Directions for this task >> Using the line that contains "the dog leash" as the first line and the last line of the data as the final one, give every line in that range again exactly.

Provided entries >>

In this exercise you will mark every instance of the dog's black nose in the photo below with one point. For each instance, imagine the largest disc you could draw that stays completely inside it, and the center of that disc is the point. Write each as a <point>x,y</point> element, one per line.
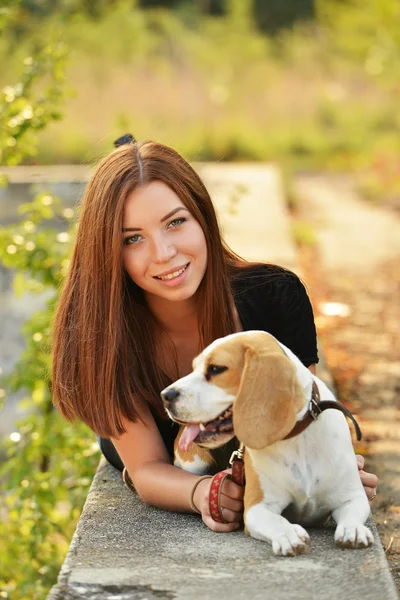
<point>169,395</point>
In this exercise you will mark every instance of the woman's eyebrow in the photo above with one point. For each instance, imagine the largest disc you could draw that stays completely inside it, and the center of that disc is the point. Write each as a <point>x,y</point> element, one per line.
<point>170,214</point>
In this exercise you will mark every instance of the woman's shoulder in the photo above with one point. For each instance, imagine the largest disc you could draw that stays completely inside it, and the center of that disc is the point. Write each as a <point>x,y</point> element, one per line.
<point>259,279</point>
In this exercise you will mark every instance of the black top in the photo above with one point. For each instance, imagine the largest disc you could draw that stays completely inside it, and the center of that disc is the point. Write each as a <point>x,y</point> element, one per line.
<point>267,298</point>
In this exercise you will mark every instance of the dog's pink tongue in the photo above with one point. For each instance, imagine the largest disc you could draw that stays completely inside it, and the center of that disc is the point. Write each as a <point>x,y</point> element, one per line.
<point>188,435</point>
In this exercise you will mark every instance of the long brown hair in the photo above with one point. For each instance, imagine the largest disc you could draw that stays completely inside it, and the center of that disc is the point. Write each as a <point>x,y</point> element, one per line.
<point>103,347</point>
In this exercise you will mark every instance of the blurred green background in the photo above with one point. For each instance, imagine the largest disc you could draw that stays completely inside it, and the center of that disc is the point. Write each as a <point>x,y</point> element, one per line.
<point>312,85</point>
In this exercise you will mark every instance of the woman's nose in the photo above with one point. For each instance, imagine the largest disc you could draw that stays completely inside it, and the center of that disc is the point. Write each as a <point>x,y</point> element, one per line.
<point>163,250</point>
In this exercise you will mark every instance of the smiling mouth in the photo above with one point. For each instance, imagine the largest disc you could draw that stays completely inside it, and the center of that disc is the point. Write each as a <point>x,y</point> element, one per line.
<point>172,275</point>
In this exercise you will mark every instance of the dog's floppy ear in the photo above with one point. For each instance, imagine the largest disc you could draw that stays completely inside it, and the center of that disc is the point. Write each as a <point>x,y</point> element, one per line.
<point>268,399</point>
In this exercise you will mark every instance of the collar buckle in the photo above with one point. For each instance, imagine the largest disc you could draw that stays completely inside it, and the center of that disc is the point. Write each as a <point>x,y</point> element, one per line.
<point>237,454</point>
<point>314,409</point>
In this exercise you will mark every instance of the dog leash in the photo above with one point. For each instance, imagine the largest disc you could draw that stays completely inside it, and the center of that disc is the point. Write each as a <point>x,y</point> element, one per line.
<point>315,408</point>
<point>237,476</point>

Answer for the task >>
In this exercise you will mark every instance of the dog leash in the photo above with one point. For each instance, imagine the largest disc you could draw that stays completely inside it, and the center of that disc is the point. Write each as a <point>x,y</point> element, one per line.
<point>315,408</point>
<point>237,476</point>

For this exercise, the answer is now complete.